Hemen bu durumu örnekleyelim. Malum en sevilen ve en çok satılan suşi çeşitlerinden biri Kaliforniya Roll. Bir adet Kaliforniya Roll yaklaşık 30 gram pirinç içeriyor. Bu da 3 dilim ekmek yemeye eşdeğer bir durum. Üstelik suşi ruloları oldukça hızlı bir şekilde tüketildiği için doygunluk hissinin de geç oluşmasına neden oluyor.
Suşi küçük görünüyor olabilir ancak göründüğünden daha fazla kalori içeriyor. O yüzden siz siz olun görünüşe aldanmayın: 😉
13.Diyet İçecekler
Şimdi bizden size bir tavsiye, eğer bir gıda ürününün üzerinde diyet kelimesi yer alıyorsa, o ürüne diğer ürünlerden daha şüpheyle yaklaşın. Çünkü doğal şekerlerden arındırılan bu gıdalar, çoğu zaman yapay tatlandırıcılar ve çeşitli kimyasallarla zenginleştiriliyor. Ancak bu durumun beraberin oldukça sağlıksız ve olumsuz durumları getiriyor. Diyet içeçekler de şüphe ile yaklaşmanız gereken ürünler arasında yer alıyor. Araştırmalara göre diyet içeceklerin içerisinde bulunan maddeler kişiyi daha çok acıktırıyor. San Diego UT Sağlık Bilimi Merkezi’nde obezite araştırmacısı olarak görev yapan ve bu konuda yayınlanmış çalışmaları bulunan Sharon Fowler, diyet içeceklerin içinde bulunan yapay tatlandırıcıların iştahı arttırdığı ve normal şekerden daha farklı bir şekilde davrandığını belirtiyor. Fowler’a göre, tatlandırıcılar insana tokluk hissi veren beyin hücrelerinin çalışmasına engel olabilir ve onları yanlış yönlendirebilir.
14.Cornflakes
Cornflakes olarak bilinen mısır gevrekleri pek çok öğünde kurtarıcı olarak karşımıza çıkıyor.Sabah kahvaltısından, gece öğünlerine kadar her yerde karşımıza çıkan mısır gevreklerinin pek çok farklı çeşiti bulunuyor. Çikolatalı, ballı, meyveli çeşitleri olduğu gibi diyet versiyonlarıyla da karşımıza çıkan mısır gevrekleri maalesef sanıldığı kadar sağlıklı değil. İçerisinde pek çok katkı maddesi ve şeker ürünü bulunduran mısır gevrekleri özellikle kilo vermek istiyorum diyenleri kesinlikle uzak durması gereken gıdalar. Özellikle sabahları tercih edilen mısır gevreklerini, özellikle vücuttaki kortizol seviyesinin yüksel olduğu sabahları ve geceleri çok fazla tüketmemek gerekiyor. İçerisinde bu kadar yüksek miktarda karbonhidrat ve şeker bulunduran gıdalar metabolizmaya iki kat daha fazla sorumluluk yükleyerek daha fazla çalışmasına neden oluyor. Gece ve sabahları vücudumuz, önümüzdeki günün stresile baş edebilmek için vücudumuzun doğal bir parçası olduğuna inanılan büyük miktarlarda kortizol pompalamakta. Daha yüksek kortizol seviyesiyse, yutulan şekerlerin metabolizmaya etki edilmesi için daha düşük bir yetenek anlamına gelir, bu nedenle kan şekeri yüksek olabilir. Üstelik bu durumda şeker ihtiyaç duyulan dokulara ulaşamaz, yorgunluk ve açlığa neden olur.

Yapılacak görevler
1. Gıdalarla ilgili metindeki "Suşi küçük görünüyor olabilir ancak göründüğünden daha fazla kalori içeriyor." cümlesini İngilizceye çevirin.
2. Gıdalarla ilgili metni son cümlesinin ardından sürdürün.
Aşağıdaki verilerin gıdalarla ilgili metinle bir bağlantısı yoktur.

Verilen veriler

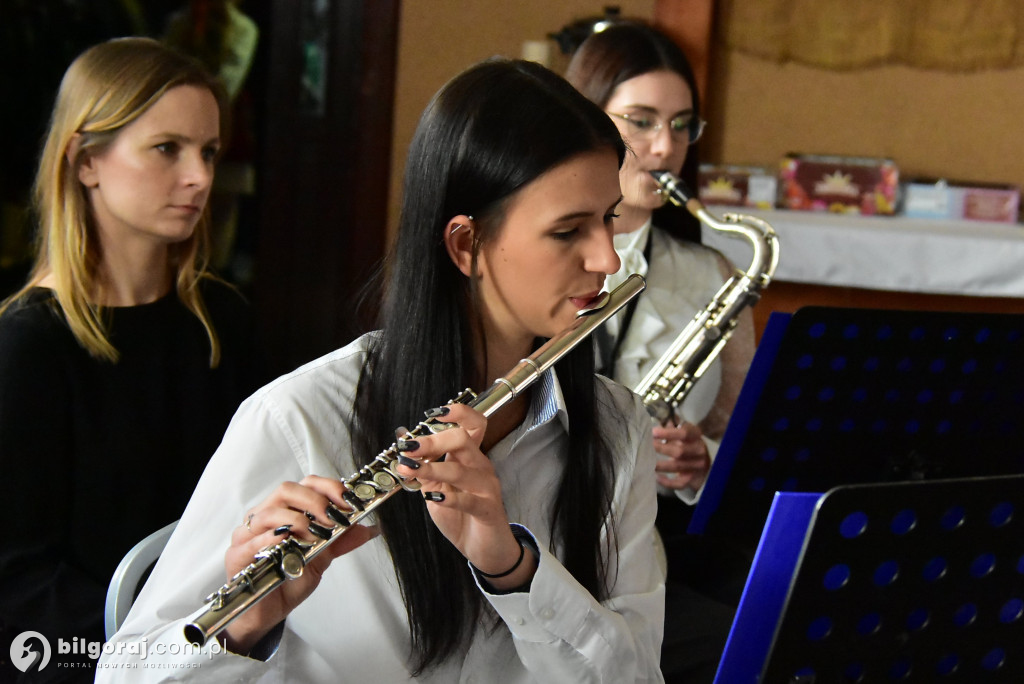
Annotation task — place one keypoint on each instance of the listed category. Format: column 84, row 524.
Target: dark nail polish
column 337, row 515
column 408, row 462
column 354, row 501
column 320, row 530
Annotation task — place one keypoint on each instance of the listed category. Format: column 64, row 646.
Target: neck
column 502, row 357
column 631, row 218
column 130, row 278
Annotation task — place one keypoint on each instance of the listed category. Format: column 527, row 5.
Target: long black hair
column 624, row 50
column 486, row 134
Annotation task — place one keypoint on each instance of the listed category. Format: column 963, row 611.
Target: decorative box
column 844, row 184
column 736, row 185
column 945, row 200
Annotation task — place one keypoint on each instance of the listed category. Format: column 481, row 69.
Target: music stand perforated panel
column 913, row 582
column 864, row 395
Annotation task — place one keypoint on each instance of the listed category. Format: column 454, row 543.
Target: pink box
column 843, row 184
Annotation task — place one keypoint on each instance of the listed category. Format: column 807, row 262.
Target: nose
column 601, row 257
column 663, row 142
column 198, row 171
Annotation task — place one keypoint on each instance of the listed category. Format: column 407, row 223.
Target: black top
column 95, row 456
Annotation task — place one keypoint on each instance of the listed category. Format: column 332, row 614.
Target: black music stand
column 841, row 395
column 910, row 582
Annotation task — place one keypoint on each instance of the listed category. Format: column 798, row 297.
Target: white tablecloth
column 891, row 253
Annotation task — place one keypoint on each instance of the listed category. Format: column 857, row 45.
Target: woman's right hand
column 281, row 514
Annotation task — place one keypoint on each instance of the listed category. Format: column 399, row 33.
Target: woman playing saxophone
column 644, row 83
column 528, row 555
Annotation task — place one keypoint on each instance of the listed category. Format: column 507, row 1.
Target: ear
column 459, row 232
column 87, row 169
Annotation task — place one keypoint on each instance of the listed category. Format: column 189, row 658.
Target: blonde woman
column 121, row 359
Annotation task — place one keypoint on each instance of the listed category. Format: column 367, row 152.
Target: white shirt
column 353, row 628
column 682, row 279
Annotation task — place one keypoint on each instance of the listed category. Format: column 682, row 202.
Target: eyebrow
column 646, row 108
column 584, row 214
column 177, row 137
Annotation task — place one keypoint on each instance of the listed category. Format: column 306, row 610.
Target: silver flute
column 376, row 481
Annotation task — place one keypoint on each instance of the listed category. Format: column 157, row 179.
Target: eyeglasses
column 683, row 127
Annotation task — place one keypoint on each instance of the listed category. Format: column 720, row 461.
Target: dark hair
column 487, row 133
column 624, row 50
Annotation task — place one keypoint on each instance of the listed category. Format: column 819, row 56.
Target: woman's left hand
column 686, row 461
column 464, row 496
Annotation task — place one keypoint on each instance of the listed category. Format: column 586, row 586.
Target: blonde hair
column 105, row 88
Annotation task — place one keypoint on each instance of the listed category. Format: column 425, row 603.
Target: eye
column 642, row 123
column 680, row 124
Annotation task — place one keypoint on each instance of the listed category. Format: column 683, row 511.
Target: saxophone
column 375, row 482
column 671, row 380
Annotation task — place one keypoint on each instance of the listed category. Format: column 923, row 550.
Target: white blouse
column 353, row 628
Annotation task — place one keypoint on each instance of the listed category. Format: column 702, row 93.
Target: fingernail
column 337, row 515
column 408, row 462
column 354, row 501
column 320, row 530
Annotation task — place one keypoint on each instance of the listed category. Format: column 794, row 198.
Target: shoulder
column 33, row 318
column 621, row 407
column 34, row 336
column 323, row 381
column 220, row 296
column 691, row 261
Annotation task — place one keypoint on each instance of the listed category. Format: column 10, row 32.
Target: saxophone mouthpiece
column 673, row 187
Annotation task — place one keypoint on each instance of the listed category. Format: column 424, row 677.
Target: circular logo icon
column 30, row 651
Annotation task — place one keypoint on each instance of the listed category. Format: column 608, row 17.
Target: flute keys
column 365, row 490
column 384, row 480
column 292, row 565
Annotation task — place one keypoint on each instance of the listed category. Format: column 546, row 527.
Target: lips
column 587, row 300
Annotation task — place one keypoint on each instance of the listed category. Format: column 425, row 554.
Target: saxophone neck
column 758, row 232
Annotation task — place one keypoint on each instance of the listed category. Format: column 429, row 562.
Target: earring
column 458, row 226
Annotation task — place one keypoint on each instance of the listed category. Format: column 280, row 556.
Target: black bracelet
column 522, row 554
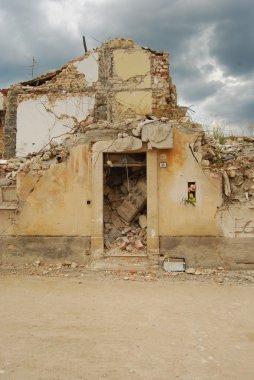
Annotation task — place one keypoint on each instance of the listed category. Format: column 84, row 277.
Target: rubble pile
column 233, row 157
column 34, row 163
column 125, row 211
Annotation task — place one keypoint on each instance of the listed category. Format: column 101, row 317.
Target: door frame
column 97, row 235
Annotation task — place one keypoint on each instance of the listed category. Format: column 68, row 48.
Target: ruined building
column 99, row 161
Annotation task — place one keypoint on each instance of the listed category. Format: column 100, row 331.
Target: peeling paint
column 39, row 120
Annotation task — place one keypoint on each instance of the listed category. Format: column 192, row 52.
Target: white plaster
column 89, row 67
column 38, row 120
column 1, row 101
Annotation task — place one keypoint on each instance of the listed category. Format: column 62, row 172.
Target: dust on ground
column 74, row 324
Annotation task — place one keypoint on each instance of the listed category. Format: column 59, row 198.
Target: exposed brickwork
column 10, row 129
column 1, row 134
column 69, row 81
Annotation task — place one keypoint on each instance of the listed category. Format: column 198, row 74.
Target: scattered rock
column 190, row 271
column 142, row 221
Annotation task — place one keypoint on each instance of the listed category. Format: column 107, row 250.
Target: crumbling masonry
column 99, row 161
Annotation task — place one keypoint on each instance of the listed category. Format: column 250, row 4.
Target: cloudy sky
column 211, row 45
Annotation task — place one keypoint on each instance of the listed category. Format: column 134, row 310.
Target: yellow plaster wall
column 175, row 218
column 132, row 63
column 7, row 225
column 138, row 101
column 56, row 204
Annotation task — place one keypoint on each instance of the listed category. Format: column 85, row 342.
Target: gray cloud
column 211, row 43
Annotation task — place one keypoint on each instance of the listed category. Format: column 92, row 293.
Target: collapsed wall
column 121, row 95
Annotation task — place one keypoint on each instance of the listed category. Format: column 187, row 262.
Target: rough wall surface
column 121, row 94
column 44, row 248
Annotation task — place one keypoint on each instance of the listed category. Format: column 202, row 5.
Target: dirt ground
column 108, row 327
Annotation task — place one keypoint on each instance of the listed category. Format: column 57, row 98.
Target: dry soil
column 110, row 328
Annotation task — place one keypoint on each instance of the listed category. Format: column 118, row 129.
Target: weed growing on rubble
column 218, row 134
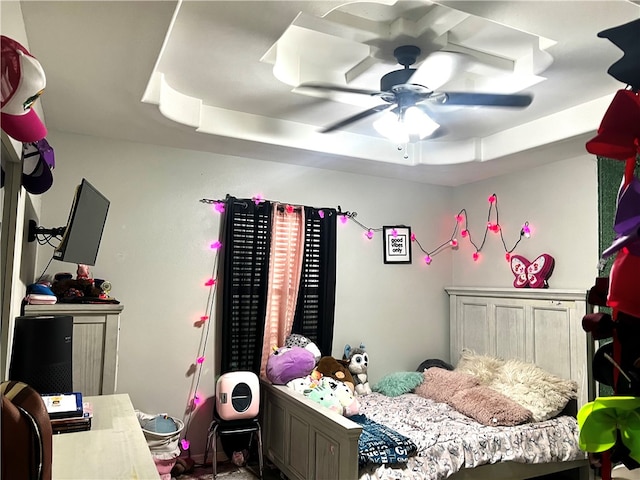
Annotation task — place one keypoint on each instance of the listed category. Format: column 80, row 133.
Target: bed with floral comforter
column 449, row 441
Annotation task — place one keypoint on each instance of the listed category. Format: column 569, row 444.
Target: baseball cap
column 37, row 162
column 22, row 82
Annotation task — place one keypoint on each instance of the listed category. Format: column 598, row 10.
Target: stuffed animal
column 285, row 364
column 297, row 340
column 325, row 397
column 358, row 362
column 330, row 367
column 303, row 384
column 341, row 390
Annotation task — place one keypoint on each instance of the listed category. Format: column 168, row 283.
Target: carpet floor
column 229, row 471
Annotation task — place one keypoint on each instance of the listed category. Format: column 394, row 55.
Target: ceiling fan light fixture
column 414, row 125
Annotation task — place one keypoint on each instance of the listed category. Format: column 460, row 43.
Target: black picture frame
column 396, row 243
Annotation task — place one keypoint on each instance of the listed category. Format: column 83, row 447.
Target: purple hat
column 37, row 163
column 627, row 221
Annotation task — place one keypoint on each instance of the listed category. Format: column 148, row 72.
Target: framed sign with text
column 397, row 244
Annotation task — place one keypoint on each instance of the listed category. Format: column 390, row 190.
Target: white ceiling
column 200, row 75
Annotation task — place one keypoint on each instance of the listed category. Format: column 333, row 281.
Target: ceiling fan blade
column 338, row 88
column 482, row 99
column 356, row 117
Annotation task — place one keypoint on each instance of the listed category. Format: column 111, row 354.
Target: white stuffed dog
column 358, row 364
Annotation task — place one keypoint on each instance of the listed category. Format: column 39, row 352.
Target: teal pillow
column 398, row 383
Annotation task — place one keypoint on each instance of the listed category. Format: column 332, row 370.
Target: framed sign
column 397, row 244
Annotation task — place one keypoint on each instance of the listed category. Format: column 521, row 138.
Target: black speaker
column 42, row 353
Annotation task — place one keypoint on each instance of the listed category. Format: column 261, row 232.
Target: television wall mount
column 35, row 230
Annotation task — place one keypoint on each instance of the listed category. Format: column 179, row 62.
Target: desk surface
column 114, row 448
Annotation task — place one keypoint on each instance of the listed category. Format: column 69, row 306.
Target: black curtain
column 315, row 308
column 245, row 253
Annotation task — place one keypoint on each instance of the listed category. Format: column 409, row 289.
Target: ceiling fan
column 400, row 96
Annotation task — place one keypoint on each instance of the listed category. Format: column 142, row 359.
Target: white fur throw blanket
column 537, row 390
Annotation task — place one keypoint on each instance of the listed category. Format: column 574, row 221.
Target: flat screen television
column 83, row 233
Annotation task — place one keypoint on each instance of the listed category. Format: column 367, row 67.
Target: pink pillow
column 489, row 407
column 440, row 384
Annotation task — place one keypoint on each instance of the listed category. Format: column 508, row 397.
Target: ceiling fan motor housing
column 406, row 55
column 397, row 77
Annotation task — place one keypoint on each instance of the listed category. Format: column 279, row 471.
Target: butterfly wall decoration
column 532, row 274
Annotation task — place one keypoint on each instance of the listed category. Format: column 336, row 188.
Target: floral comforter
column 449, row 441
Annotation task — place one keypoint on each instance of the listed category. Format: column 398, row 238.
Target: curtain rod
column 281, row 207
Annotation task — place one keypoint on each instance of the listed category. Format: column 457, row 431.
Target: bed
column 306, row 441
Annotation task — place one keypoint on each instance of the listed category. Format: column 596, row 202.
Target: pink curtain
column 285, row 266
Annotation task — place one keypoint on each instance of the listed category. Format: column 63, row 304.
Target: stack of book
column 68, row 413
column 74, row 424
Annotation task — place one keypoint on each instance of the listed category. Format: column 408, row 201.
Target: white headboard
column 541, row 326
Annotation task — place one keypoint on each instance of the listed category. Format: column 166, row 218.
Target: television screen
column 84, row 228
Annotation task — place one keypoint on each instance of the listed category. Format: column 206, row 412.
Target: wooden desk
column 115, row 447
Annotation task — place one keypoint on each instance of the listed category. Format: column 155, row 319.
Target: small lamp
column 412, row 125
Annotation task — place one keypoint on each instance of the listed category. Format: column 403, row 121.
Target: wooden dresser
column 96, row 330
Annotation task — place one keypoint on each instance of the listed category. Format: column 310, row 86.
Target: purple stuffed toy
column 286, row 364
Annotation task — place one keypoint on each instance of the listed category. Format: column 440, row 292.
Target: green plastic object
column 600, row 420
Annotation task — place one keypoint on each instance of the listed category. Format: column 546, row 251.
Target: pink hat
column 21, row 84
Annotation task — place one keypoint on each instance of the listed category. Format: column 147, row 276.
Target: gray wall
column 155, row 252
column 560, row 201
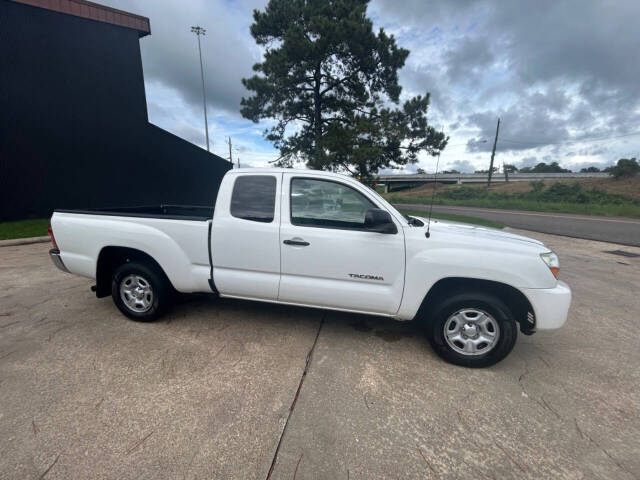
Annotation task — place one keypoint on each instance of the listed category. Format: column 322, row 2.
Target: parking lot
column 207, row 391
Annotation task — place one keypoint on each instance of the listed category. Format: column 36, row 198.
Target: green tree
column 626, row 167
column 330, row 83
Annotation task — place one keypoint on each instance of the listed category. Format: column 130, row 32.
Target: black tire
column 468, row 302
column 155, row 304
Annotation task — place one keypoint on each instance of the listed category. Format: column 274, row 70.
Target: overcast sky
column 563, row 76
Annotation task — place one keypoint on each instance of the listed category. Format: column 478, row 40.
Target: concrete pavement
column 625, row 231
column 208, row 391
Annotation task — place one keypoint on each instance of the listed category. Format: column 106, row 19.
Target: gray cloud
column 170, row 53
column 554, row 72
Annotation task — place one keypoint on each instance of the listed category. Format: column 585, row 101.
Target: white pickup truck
column 318, row 239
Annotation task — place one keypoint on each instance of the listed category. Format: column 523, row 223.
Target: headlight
column 551, row 259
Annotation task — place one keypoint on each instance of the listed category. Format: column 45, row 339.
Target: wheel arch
column 517, row 302
column 111, row 257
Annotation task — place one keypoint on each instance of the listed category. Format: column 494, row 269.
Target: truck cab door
column 328, row 257
column 245, row 244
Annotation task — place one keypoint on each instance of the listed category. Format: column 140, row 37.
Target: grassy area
column 24, row 228
column 454, row 218
column 558, row 197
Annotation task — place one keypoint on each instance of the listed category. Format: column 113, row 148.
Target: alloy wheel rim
column 136, row 293
column 471, row 332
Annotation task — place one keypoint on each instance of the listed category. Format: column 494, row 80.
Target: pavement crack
column 295, row 472
column 138, row 443
column 295, row 398
column 613, row 459
column 50, row 467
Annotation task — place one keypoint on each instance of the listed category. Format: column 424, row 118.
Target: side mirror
column 378, row 220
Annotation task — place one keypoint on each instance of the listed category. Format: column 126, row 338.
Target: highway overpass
column 402, row 180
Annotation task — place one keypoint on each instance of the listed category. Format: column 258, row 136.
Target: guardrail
column 483, row 177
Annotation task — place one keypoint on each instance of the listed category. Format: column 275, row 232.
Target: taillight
column 53, row 239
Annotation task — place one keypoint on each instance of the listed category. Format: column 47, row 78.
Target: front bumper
column 550, row 305
column 54, row 253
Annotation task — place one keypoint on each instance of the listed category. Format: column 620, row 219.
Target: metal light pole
column 201, row 31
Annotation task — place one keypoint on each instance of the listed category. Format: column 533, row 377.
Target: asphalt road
column 625, row 231
column 235, row 390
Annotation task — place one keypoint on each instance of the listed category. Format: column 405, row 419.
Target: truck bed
column 176, row 236
column 171, row 212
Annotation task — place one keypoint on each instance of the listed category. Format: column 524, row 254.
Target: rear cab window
column 254, row 198
column 328, row 204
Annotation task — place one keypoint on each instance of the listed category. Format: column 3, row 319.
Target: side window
column 323, row 203
column 254, row 198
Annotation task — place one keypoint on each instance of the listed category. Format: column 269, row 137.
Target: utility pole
column 230, row 156
column 493, row 154
column 201, row 31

Görev yanıtları
1. Sushi may look small, but it contains more calories than it appears to.

2.
Böyle anlatınca oldukça olumsuz bir tablonun göz önünde canlandığının farkındayım. Ancak unutmayın güne tahıl yiyerek başlamak aslında kötü bir fikir değil. Bu noktada önemli olan ne tür bir tahıl seçildiği ve bu tahılın ne kadar işlenmiş olduğu. İçerisinde bol lif içeren ve işlenmemiş tahılları tercih edebilir, bu tahılların içerisine elma ve bal gibi doğal şeker ve tat kaynakları ekleyerek oldukça sağlıklı bir gıda elde edebilirsiniz.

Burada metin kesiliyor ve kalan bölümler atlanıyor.